[Work to complete]
Extract exactly the range of lines bounded by the line containing "Phrase -- pink shell lip" and the final line of the listing, both ends included, and no other lines.

Coordinate labeling data:
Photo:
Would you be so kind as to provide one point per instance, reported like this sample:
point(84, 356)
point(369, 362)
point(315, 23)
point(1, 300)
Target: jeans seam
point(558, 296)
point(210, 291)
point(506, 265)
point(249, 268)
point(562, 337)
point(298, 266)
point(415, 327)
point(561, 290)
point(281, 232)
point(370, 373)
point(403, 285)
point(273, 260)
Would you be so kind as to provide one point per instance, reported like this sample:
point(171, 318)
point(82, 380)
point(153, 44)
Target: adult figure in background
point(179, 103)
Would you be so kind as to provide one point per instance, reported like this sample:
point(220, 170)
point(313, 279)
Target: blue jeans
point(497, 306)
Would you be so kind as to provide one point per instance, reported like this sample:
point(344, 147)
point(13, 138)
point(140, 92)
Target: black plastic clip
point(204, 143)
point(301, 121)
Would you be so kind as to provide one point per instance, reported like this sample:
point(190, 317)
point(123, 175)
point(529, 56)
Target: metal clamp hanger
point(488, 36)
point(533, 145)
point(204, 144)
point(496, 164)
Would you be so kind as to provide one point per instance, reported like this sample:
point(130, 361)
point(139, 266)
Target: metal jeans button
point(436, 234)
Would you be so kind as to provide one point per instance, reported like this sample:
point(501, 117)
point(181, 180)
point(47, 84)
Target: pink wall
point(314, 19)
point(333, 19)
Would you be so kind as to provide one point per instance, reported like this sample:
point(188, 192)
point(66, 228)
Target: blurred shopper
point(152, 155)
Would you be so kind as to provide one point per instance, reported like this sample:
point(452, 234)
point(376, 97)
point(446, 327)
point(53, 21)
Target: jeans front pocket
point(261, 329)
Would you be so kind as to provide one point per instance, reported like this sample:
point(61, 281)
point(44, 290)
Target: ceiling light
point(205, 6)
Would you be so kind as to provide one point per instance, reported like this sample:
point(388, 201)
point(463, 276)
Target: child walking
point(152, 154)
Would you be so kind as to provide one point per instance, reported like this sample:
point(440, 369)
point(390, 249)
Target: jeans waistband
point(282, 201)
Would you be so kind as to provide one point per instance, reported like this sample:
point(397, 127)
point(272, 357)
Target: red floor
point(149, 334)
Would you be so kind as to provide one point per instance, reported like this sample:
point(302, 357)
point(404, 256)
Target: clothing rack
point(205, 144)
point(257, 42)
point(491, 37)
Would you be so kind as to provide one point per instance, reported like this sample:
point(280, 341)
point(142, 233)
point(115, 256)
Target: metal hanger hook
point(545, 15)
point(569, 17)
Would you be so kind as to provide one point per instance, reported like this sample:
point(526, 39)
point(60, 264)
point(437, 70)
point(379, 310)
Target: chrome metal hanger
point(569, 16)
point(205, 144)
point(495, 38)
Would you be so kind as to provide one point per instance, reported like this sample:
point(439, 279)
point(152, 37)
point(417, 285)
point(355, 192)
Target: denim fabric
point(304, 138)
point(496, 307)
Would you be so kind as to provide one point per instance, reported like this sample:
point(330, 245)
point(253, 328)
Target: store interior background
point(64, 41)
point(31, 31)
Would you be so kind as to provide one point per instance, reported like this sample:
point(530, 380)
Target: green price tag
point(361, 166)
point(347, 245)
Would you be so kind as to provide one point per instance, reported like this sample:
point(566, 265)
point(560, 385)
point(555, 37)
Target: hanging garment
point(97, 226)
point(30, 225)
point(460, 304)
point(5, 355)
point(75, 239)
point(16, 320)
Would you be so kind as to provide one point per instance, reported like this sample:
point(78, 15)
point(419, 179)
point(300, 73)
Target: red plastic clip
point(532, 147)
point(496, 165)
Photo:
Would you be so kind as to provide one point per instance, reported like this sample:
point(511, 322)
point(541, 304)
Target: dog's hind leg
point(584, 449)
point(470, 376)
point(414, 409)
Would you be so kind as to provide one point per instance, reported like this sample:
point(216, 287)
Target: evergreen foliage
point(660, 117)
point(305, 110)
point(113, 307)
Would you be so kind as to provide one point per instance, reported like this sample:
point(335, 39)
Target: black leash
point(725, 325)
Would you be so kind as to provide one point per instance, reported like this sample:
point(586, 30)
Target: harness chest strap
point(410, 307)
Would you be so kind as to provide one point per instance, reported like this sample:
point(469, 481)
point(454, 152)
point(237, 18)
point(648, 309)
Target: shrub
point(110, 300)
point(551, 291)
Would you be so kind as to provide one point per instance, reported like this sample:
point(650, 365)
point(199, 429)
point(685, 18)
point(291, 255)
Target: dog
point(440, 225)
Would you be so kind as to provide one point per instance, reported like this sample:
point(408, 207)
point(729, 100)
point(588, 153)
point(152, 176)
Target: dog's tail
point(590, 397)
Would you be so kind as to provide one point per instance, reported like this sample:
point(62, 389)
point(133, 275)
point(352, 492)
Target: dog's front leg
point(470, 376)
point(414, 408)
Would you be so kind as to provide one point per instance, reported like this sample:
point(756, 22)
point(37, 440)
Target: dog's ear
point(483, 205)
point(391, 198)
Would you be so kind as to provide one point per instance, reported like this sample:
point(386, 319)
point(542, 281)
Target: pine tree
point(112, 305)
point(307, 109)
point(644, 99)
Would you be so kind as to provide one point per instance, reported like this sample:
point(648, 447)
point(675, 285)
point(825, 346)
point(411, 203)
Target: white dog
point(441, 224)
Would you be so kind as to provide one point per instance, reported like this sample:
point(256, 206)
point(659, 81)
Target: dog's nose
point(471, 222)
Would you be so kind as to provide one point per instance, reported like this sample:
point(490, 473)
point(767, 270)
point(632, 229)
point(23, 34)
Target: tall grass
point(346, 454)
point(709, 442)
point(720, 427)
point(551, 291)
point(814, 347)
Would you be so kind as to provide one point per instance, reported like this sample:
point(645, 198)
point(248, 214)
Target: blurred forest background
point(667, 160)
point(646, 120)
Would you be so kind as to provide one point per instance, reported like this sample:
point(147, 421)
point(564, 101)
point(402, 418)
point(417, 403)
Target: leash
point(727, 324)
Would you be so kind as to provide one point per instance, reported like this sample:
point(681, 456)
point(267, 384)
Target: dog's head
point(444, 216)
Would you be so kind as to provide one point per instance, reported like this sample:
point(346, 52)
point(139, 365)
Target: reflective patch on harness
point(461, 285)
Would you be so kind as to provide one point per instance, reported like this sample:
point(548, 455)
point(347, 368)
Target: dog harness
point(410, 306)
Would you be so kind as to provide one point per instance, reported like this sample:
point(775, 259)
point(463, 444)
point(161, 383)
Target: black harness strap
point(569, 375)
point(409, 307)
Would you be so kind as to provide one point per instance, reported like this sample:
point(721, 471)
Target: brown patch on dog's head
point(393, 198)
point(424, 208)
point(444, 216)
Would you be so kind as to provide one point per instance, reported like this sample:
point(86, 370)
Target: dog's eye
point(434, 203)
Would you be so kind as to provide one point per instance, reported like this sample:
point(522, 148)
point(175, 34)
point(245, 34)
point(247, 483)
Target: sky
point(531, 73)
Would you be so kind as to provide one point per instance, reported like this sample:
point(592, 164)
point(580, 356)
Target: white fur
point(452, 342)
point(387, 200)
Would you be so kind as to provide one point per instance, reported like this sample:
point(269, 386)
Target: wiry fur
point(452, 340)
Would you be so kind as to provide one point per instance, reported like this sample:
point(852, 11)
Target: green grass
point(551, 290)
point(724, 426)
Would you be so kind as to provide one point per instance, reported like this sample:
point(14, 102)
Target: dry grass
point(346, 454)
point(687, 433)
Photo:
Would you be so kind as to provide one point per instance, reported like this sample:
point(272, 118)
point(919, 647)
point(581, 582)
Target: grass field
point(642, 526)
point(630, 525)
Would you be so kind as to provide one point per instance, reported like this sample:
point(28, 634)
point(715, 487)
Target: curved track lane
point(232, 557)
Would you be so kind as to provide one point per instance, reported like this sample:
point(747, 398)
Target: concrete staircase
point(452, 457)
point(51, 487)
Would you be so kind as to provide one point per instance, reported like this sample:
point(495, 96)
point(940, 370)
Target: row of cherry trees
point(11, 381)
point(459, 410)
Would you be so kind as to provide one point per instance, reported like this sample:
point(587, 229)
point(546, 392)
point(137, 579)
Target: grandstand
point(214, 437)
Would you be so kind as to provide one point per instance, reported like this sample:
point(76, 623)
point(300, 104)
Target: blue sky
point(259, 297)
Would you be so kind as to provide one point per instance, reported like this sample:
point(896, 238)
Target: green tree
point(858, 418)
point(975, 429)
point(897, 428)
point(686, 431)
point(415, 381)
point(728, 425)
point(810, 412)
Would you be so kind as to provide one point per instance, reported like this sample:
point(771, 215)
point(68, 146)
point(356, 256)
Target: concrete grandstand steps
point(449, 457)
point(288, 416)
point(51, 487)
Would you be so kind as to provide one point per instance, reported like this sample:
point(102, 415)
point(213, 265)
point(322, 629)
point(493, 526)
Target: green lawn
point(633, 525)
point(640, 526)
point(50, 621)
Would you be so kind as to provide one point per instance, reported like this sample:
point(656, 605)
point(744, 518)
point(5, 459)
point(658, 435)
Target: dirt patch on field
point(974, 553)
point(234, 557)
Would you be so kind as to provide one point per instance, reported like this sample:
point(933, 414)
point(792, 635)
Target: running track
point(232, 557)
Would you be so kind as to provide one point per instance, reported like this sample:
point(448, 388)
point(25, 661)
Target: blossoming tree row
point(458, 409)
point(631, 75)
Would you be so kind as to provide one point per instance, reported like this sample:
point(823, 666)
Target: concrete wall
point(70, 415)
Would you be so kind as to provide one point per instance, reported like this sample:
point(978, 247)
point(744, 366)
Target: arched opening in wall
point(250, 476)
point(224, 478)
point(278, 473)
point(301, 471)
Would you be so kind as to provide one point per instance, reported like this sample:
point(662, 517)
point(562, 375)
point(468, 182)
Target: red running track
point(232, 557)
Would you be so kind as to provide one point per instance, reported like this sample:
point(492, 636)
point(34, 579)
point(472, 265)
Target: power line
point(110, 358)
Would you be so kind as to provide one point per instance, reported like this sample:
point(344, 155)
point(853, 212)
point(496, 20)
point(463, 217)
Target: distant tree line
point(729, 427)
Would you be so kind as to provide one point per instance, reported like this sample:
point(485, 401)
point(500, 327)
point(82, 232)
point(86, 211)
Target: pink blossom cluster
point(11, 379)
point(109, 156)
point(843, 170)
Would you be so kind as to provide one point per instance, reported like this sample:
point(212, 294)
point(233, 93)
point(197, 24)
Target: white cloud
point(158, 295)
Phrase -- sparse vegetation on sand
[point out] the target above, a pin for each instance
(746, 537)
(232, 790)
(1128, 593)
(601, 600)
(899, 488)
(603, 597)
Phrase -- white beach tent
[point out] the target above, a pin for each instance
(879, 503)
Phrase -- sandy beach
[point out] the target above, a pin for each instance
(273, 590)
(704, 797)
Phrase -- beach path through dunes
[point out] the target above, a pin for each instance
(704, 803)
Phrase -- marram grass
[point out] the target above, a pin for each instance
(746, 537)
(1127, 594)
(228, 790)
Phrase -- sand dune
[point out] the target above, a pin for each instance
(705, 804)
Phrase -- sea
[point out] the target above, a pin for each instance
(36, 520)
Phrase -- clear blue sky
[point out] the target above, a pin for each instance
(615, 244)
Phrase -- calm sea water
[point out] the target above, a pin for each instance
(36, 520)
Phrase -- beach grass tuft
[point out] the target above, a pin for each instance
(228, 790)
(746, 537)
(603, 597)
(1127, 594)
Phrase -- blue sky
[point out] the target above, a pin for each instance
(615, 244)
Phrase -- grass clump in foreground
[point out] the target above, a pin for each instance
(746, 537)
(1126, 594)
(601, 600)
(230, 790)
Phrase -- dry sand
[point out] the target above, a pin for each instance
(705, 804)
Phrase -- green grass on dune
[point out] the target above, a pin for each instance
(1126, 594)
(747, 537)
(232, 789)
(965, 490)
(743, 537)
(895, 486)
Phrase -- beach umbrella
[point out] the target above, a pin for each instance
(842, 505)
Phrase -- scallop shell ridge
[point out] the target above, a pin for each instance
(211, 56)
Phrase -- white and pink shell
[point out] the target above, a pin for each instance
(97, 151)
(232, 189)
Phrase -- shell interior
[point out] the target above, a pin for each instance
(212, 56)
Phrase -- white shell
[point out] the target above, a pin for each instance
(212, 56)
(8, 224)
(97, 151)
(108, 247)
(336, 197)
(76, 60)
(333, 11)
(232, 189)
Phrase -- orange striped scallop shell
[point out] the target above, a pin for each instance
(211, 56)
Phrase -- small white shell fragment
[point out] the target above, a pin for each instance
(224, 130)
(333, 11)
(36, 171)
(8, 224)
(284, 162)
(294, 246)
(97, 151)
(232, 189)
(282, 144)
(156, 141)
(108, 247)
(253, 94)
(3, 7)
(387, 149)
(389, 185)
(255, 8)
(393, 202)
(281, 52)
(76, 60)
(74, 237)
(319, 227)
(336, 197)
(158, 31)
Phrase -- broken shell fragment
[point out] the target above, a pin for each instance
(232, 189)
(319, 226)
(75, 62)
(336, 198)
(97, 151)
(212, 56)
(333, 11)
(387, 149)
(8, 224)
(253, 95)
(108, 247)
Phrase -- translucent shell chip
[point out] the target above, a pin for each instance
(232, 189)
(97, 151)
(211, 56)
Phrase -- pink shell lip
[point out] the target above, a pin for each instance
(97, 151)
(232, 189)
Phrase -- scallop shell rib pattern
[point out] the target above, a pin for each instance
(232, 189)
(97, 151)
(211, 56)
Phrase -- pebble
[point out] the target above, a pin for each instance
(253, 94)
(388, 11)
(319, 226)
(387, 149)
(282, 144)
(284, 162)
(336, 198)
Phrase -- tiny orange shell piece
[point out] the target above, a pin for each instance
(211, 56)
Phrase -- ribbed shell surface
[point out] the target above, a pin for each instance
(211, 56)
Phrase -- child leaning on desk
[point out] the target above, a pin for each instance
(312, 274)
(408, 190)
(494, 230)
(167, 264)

[Reply to the exercise]
Phrase -- pink shell lip
[point out] the target above, a pin for each instance
(97, 151)
(232, 189)
Phrase -- scallop shell rib pattern
[point out] the target above, a pin for each instance
(232, 189)
(97, 151)
(211, 56)
Phrase -- pebble
[point out] the target above, a pin for each instance
(253, 94)
(388, 11)
(319, 226)
(387, 149)
(282, 144)
(284, 162)
(336, 198)
Phrase -- tiny orange shell piece
[point out] the target above, a pin for each instance
(211, 56)
Phrase -- ribbed shell surface
[point out] the target above, a pin for each instance
(211, 56)
Phrase -- child leaning on desk
[point out] the target above, a pin for each instance
(312, 274)
(408, 190)
(494, 230)
(167, 264)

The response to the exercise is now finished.